What is expected:
Count the lines in the entries below that contain the word "suit", and give only that number.
☆ ☆ ☆
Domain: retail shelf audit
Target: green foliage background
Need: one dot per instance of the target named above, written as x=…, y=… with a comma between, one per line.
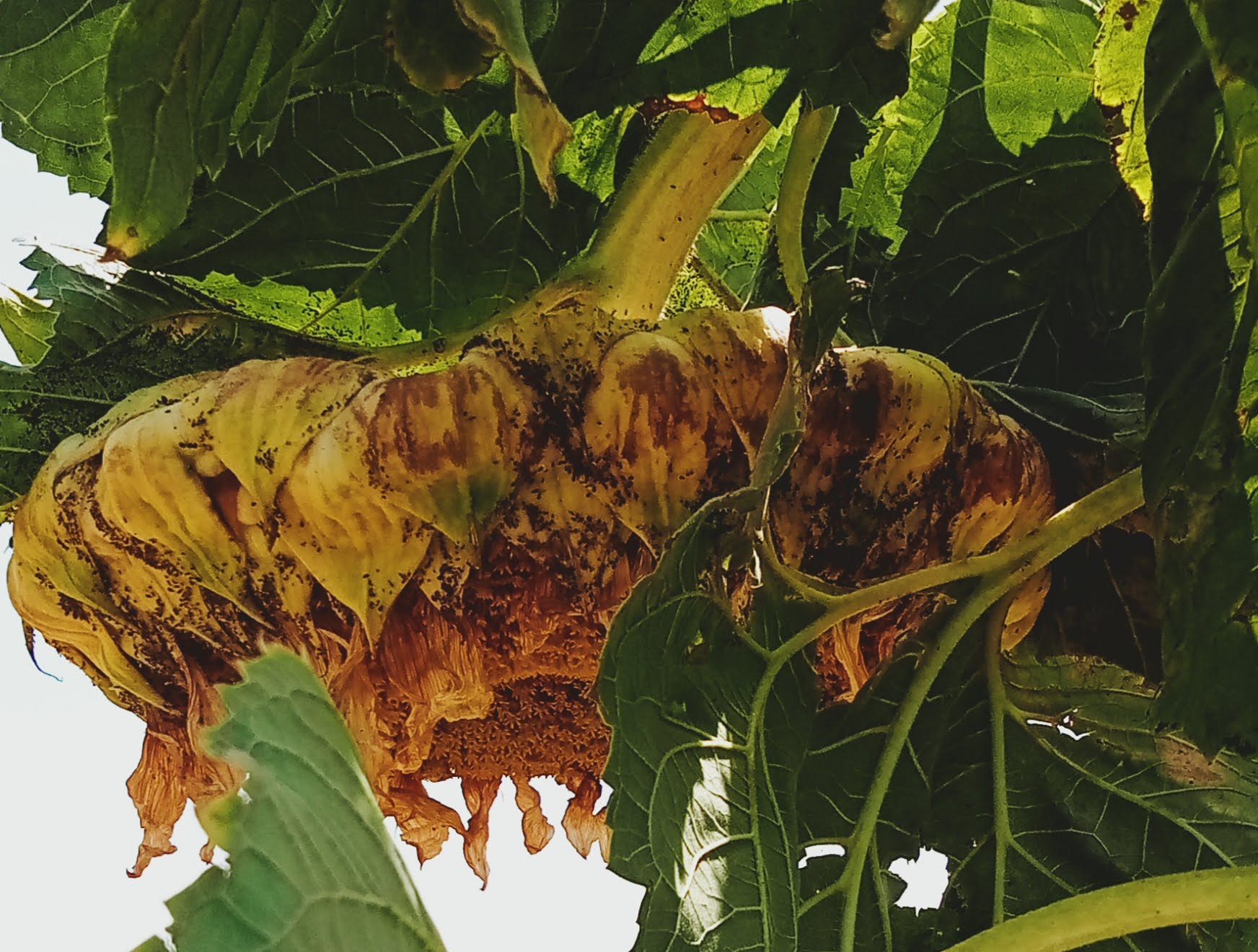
x=1060, y=201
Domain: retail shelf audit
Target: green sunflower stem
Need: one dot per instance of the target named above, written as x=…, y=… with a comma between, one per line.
x=1154, y=903
x=657, y=214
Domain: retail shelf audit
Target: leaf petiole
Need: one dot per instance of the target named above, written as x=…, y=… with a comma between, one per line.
x=1116, y=911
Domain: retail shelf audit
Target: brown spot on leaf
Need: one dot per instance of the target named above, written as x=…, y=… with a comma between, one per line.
x=1184, y=764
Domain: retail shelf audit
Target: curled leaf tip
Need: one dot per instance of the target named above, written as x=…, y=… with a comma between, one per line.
x=904, y=18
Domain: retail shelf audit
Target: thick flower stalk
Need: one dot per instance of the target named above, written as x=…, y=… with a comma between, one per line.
x=447, y=544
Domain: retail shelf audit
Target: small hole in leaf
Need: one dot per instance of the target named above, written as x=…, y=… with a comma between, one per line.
x=925, y=878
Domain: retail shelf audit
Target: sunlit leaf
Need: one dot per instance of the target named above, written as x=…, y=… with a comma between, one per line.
x=312, y=868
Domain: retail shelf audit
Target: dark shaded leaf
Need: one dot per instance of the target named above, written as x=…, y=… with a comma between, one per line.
x=184, y=81
x=1198, y=332
x=705, y=762
x=107, y=341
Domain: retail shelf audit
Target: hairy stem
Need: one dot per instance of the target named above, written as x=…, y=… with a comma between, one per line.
x=806, y=145
x=999, y=706
x=656, y=216
x=1116, y=911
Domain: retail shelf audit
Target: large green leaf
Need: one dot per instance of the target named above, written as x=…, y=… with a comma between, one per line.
x=745, y=57
x=52, y=86
x=402, y=206
x=312, y=868
x=1091, y=794
x=708, y=742
x=184, y=81
x=25, y=25
x=102, y=341
x=1022, y=268
x=1119, y=66
x=1198, y=338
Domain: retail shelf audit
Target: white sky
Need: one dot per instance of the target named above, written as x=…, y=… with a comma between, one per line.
x=71, y=830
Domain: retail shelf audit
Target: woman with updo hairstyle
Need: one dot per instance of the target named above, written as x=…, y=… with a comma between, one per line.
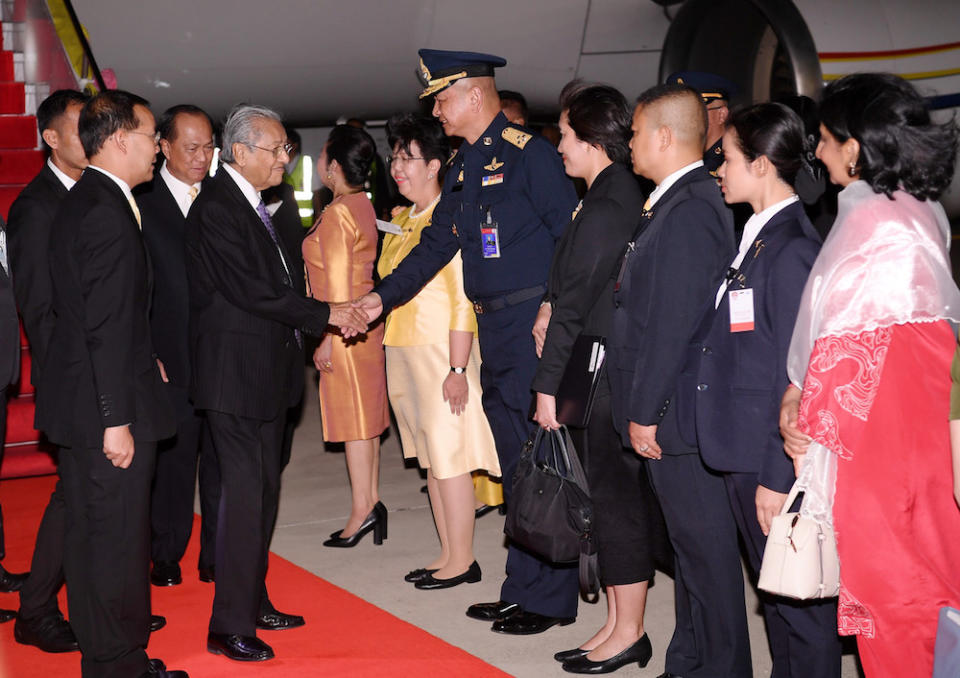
x=339, y=253
x=731, y=400
x=869, y=365
x=595, y=136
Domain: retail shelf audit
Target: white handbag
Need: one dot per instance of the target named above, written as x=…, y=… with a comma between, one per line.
x=800, y=558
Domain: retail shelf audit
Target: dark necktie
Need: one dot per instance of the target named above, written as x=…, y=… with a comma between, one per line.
x=268, y=222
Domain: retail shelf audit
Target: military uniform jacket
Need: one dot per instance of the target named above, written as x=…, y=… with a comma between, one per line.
x=517, y=179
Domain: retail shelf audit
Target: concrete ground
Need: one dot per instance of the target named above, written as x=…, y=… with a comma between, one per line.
x=315, y=502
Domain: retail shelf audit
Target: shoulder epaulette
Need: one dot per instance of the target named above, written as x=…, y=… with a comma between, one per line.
x=516, y=137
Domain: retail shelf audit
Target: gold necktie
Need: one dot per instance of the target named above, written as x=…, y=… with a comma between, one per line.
x=136, y=211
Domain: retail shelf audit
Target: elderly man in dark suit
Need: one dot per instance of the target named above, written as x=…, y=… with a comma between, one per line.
x=663, y=289
x=101, y=396
x=40, y=622
x=246, y=324
x=187, y=144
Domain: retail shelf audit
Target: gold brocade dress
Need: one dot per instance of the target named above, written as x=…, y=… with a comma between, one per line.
x=417, y=344
x=338, y=255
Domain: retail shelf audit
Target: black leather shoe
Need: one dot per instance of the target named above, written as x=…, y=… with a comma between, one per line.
x=158, y=669
x=528, y=623
x=239, y=648
x=278, y=621
x=10, y=582
x=51, y=633
x=493, y=611
x=414, y=576
x=165, y=573
x=471, y=576
x=640, y=652
x=570, y=654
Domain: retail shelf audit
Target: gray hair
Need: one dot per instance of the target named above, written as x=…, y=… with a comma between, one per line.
x=239, y=127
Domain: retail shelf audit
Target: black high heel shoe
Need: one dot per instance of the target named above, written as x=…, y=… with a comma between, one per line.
x=376, y=521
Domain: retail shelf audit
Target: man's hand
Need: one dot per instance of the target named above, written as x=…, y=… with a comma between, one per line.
x=644, y=440
x=540, y=325
x=769, y=504
x=351, y=321
x=546, y=414
x=118, y=445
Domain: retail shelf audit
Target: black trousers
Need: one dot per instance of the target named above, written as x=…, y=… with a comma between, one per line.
x=710, y=639
x=248, y=453
x=107, y=558
x=802, y=634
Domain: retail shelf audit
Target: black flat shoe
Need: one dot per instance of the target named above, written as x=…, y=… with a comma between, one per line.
x=570, y=654
x=376, y=522
x=471, y=576
x=414, y=576
x=528, y=623
x=239, y=648
x=640, y=652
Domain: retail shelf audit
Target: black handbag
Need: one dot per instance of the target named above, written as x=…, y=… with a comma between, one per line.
x=550, y=512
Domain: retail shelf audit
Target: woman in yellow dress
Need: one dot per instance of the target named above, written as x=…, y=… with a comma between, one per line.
x=433, y=362
x=339, y=254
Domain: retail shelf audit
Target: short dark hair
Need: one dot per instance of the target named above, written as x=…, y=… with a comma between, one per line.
x=165, y=123
x=354, y=150
x=900, y=147
x=104, y=114
x=404, y=128
x=773, y=130
x=518, y=99
x=600, y=116
x=55, y=105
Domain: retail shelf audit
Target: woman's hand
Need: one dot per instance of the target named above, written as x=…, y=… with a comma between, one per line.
x=546, y=414
x=769, y=504
x=321, y=356
x=456, y=392
x=540, y=325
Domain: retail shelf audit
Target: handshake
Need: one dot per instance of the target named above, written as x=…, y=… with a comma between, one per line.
x=353, y=317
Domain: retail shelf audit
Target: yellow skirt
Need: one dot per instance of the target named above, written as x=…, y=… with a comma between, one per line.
x=448, y=444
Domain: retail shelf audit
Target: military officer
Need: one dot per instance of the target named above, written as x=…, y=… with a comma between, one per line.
x=505, y=202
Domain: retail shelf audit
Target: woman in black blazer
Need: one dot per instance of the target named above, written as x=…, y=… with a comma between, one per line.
x=595, y=127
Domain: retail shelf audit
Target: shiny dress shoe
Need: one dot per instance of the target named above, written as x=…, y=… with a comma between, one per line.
x=471, y=576
x=158, y=669
x=414, y=576
x=640, y=652
x=528, y=623
x=278, y=621
x=570, y=654
x=10, y=582
x=51, y=633
x=493, y=611
x=239, y=648
x=165, y=573
x=376, y=521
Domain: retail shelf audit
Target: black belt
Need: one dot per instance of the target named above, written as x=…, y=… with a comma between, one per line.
x=507, y=300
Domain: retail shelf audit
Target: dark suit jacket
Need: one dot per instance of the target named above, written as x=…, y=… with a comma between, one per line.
x=669, y=272
x=100, y=369
x=28, y=239
x=729, y=396
x=585, y=264
x=244, y=358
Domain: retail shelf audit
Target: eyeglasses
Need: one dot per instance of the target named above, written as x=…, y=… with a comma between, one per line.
x=282, y=148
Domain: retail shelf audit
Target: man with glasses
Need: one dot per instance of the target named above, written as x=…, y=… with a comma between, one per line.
x=246, y=334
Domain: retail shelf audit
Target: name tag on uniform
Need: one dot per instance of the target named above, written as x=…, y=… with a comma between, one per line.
x=741, y=310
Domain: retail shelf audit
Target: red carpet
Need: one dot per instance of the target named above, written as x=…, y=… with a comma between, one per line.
x=344, y=635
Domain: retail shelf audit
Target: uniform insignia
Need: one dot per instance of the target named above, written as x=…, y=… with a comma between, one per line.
x=515, y=136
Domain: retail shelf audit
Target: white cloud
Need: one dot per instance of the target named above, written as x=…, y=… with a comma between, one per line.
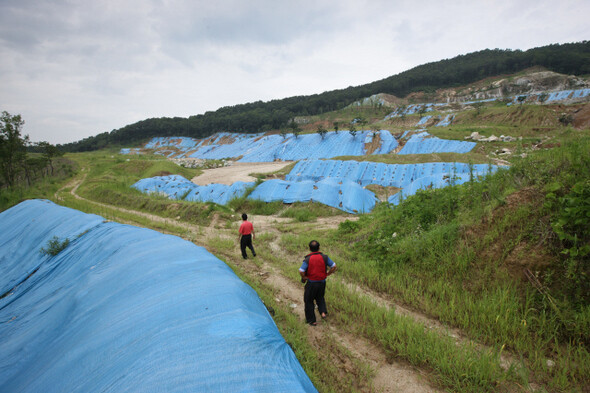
x=76, y=70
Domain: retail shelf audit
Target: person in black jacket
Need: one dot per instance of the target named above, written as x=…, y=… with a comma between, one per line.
x=314, y=270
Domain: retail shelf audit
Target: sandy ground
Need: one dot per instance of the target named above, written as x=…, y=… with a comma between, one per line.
x=238, y=171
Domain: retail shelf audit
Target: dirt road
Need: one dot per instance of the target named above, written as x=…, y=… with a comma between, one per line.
x=238, y=171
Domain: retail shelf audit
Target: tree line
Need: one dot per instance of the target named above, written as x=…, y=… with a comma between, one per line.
x=573, y=58
x=17, y=165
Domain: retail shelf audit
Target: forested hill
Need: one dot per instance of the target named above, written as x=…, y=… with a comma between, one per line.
x=260, y=116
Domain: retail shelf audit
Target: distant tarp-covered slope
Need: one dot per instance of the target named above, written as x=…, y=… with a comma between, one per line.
x=268, y=148
x=177, y=187
x=409, y=177
x=342, y=194
x=125, y=309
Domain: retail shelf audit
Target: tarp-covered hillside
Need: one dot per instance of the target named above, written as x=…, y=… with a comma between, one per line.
x=409, y=177
x=177, y=187
x=94, y=306
x=268, y=148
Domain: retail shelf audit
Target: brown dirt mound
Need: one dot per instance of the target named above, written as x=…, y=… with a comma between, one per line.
x=582, y=117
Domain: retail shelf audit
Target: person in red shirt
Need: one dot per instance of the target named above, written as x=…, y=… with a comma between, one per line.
x=314, y=270
x=246, y=236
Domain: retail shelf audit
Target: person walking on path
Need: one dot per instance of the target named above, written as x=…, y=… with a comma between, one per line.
x=246, y=236
x=314, y=270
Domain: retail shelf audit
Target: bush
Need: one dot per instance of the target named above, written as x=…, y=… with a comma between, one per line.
x=54, y=246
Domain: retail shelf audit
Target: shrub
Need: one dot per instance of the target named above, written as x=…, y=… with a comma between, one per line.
x=54, y=246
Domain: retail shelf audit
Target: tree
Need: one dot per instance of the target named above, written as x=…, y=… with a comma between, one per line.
x=336, y=125
x=374, y=131
x=294, y=128
x=49, y=151
x=352, y=131
x=362, y=121
x=13, y=151
x=322, y=131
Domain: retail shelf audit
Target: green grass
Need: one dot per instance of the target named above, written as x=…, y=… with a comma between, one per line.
x=428, y=252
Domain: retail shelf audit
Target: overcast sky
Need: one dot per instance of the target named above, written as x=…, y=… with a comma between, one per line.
x=74, y=69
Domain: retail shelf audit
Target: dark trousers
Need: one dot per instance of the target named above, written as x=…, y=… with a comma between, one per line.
x=314, y=292
x=246, y=241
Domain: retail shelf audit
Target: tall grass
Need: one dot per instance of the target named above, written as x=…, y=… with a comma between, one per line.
x=448, y=252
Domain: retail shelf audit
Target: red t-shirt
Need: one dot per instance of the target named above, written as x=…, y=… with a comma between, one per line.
x=246, y=228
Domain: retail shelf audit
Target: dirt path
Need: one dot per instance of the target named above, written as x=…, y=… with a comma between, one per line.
x=238, y=171
x=389, y=376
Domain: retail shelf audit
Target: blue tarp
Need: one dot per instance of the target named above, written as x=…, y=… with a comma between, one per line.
x=386, y=175
x=268, y=148
x=342, y=194
x=177, y=187
x=423, y=143
x=125, y=309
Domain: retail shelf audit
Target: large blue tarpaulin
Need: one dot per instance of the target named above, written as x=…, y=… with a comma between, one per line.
x=177, y=187
x=409, y=177
x=424, y=143
x=342, y=194
x=268, y=148
x=124, y=309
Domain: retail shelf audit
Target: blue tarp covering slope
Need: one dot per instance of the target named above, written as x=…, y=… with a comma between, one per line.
x=177, y=187
x=268, y=148
x=342, y=194
x=124, y=309
x=424, y=143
☆ ☆ ☆
Answer:
2